(Questions on the material):
1) Transcribe the passage of the oil price report that opens with the words containing "In response, worldwide" and ends with "first time ever.".
2) In the oil price report, by how much did US crude inventories rise in the week to June 5?
3) Carry the oil price report forward, starting right after its final sentence.
(Text passage)
Global oil prices slipped today after US crude stocks breached all-time highs after an unexpected surge in inventories.
According to the Energy Information Administration, crude inventories rose 5.7m barrels in the week to June 5 to 538.1m barrels, the most in history.
In response, worldwide standard Brent crude fell 1.2 per cent back to $40.60, while US benchmark West Texas Intermediate shed 1.8 per cent to $38.25 a barrel.
Analysts had been expecting stocks to fall 1.7m barrels, but an increase in exports from Saudi Arabia pushed inventories to the new highs.
Today’s surprise surge revived concerns that the market’s recovery has been too fast considering the still considerable mismatch of supply and demand resulting from the coronavirus crisis.
Earlier this week oil prices hit three-month highs as the market bounced back from April’s historic lows, which saw WTI turn negative for the first time ever.
Rystad Energy’s head of oil markets Bjornar Tonhaugen said: “Taken the development, what else can you do as a trader but rush to sell and depress the price”.
(End Text passage)
(Provided records)
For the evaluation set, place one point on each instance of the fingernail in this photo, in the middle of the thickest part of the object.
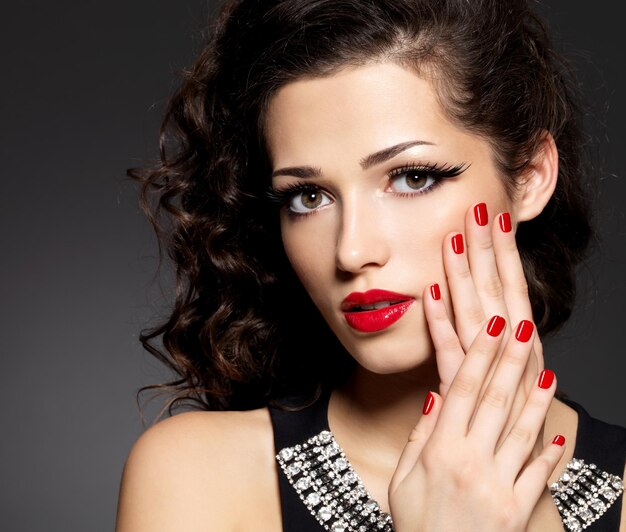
(524, 331)
(495, 326)
(480, 213)
(428, 403)
(559, 440)
(457, 244)
(435, 292)
(546, 379)
(505, 222)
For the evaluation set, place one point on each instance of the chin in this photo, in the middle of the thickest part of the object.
(388, 356)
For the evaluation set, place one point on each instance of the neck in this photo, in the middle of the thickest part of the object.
(380, 410)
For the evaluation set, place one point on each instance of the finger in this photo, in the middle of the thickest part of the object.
(418, 438)
(469, 315)
(482, 261)
(449, 353)
(520, 441)
(513, 277)
(532, 482)
(495, 405)
(460, 403)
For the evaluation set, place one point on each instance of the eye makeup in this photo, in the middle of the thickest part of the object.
(420, 178)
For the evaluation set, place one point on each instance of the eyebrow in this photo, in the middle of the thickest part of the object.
(307, 172)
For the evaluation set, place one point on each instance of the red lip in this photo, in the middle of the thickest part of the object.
(379, 319)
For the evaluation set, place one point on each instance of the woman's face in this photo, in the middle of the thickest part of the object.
(367, 149)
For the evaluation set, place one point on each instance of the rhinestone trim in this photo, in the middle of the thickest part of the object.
(335, 495)
(330, 489)
(584, 493)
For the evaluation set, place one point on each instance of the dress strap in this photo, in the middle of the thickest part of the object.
(594, 474)
(290, 428)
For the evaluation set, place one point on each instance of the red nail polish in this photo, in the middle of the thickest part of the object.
(457, 244)
(435, 292)
(495, 326)
(546, 379)
(480, 214)
(524, 331)
(428, 403)
(505, 222)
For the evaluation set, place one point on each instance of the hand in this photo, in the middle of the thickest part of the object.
(452, 476)
(486, 278)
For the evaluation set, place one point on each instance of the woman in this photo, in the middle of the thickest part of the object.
(347, 185)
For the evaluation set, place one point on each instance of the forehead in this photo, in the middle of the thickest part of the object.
(355, 111)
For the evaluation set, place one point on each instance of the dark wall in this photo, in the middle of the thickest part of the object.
(83, 87)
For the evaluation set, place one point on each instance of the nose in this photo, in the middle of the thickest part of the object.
(361, 242)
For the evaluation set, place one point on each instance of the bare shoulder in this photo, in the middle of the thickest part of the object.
(192, 471)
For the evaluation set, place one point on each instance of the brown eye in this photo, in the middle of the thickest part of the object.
(306, 201)
(415, 180)
(410, 181)
(311, 200)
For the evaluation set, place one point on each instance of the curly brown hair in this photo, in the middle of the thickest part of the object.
(231, 337)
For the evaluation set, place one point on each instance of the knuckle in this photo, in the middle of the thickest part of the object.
(514, 358)
(484, 350)
(495, 397)
(521, 287)
(463, 386)
(449, 343)
(463, 274)
(486, 244)
(493, 288)
(475, 316)
(521, 435)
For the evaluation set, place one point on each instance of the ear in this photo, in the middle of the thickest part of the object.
(538, 181)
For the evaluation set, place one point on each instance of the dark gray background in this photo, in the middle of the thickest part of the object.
(83, 87)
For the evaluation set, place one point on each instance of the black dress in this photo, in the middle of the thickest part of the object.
(319, 490)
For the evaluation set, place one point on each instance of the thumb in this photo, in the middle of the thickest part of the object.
(417, 439)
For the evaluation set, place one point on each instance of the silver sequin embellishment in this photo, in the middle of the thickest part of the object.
(584, 493)
(330, 488)
(334, 494)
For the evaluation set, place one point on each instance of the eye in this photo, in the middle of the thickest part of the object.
(308, 200)
(413, 181)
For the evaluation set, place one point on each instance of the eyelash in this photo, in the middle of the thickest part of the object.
(281, 197)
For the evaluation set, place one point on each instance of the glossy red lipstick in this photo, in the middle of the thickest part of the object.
(374, 310)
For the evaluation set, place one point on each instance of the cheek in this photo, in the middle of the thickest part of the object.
(309, 250)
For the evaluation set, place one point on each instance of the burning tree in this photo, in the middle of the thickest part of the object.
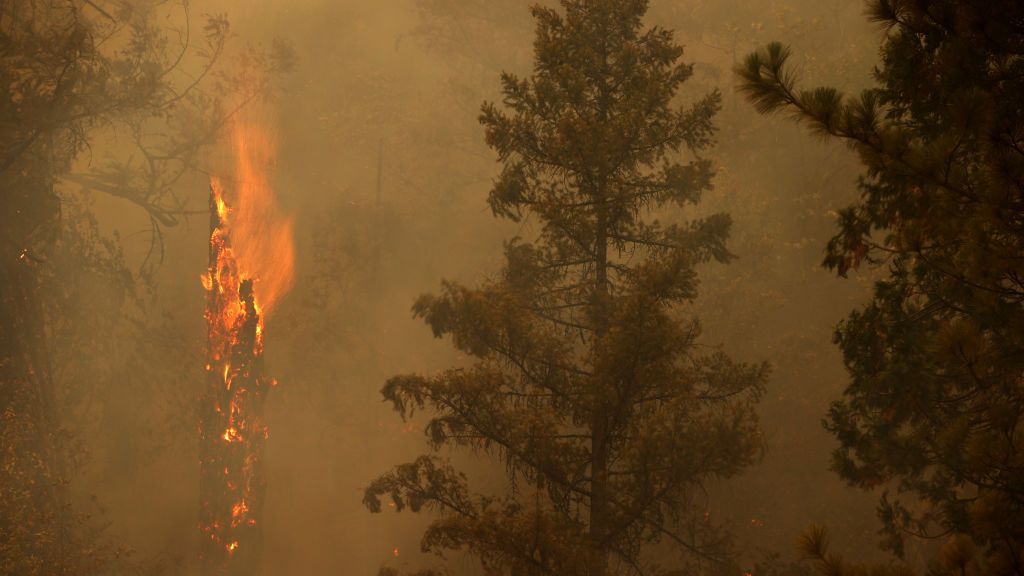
(251, 265)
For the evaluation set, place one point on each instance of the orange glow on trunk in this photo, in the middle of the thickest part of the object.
(252, 264)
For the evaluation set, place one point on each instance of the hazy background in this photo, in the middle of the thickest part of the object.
(383, 167)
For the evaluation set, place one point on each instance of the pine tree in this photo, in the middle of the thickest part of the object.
(586, 382)
(935, 405)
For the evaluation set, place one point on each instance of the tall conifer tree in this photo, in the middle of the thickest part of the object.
(935, 405)
(586, 379)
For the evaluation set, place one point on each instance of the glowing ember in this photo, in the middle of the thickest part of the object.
(251, 268)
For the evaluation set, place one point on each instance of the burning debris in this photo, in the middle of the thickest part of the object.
(250, 268)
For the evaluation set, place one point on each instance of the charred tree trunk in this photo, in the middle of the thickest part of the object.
(231, 428)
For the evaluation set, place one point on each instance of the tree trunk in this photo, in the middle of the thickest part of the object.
(231, 429)
(599, 432)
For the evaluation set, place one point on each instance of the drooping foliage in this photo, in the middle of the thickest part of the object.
(585, 378)
(935, 405)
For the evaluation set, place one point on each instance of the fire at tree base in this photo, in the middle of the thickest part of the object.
(231, 428)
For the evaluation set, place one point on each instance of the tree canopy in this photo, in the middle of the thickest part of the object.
(935, 402)
(585, 378)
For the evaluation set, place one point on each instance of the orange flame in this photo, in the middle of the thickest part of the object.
(261, 237)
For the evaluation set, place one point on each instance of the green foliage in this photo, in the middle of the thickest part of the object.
(585, 381)
(935, 406)
(77, 74)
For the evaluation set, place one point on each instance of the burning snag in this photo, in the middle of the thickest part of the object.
(245, 277)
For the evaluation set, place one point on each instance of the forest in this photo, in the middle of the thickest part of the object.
(512, 287)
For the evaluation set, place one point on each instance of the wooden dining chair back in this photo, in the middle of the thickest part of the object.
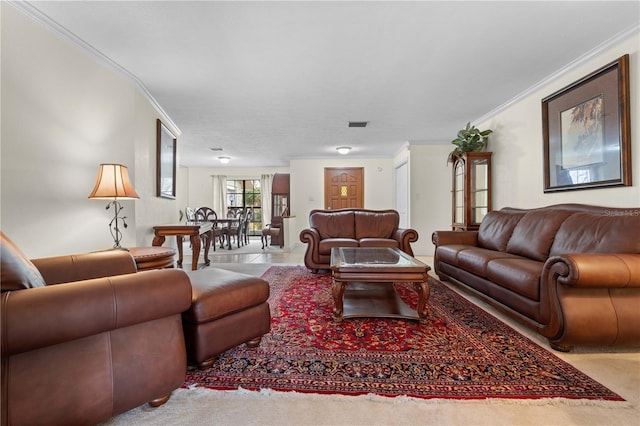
(246, 223)
(206, 214)
(235, 228)
(273, 229)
(End Provided records)
(Task responses):
1)
In response, worldwide standard Brent crude fell 1.2 per cent back to $40.60, while US benchmark West Texas Intermediate shed 1.8 per cent to $38.25 a barrel.
Analysts had been expecting stocks to fall 1.7m barrels, but an increase in exports from Saudi Arabia pushed inventories to the new highs.
Today’s surprise surge revived concerns that the market’s recovery has been too fast considering the still considerable mismatch of supply and demand resulting from the coronavirus crisis.
Earlier this week oil prices hit three-month highs as the market bounced back from April’s historic lows, which saw WTI turn negative for the first time ever.

2) 5.7m barrels

3)
Tonhaugen added that shut-in production coming back online and offshore stocks that had been waiting to be unloaded were the likely reason for such a build.
“With equity markets edging lower, and a vast amount of good news baked into oil prices at these levels, it was no surprise that the oil market’s confidence wavered slightly,” said Jeffrey Halley, senior market analyst at Oanda.
Prices have been buoyed of late by producer cartel Opec’s decision to extend its record 9.7m barrel per day production cuts through July.
However, gains were somewhat stymied by Saudi Arabia, Kuwait and the United Arab Emirates’ decisions not to extend their additional voluntary cuts.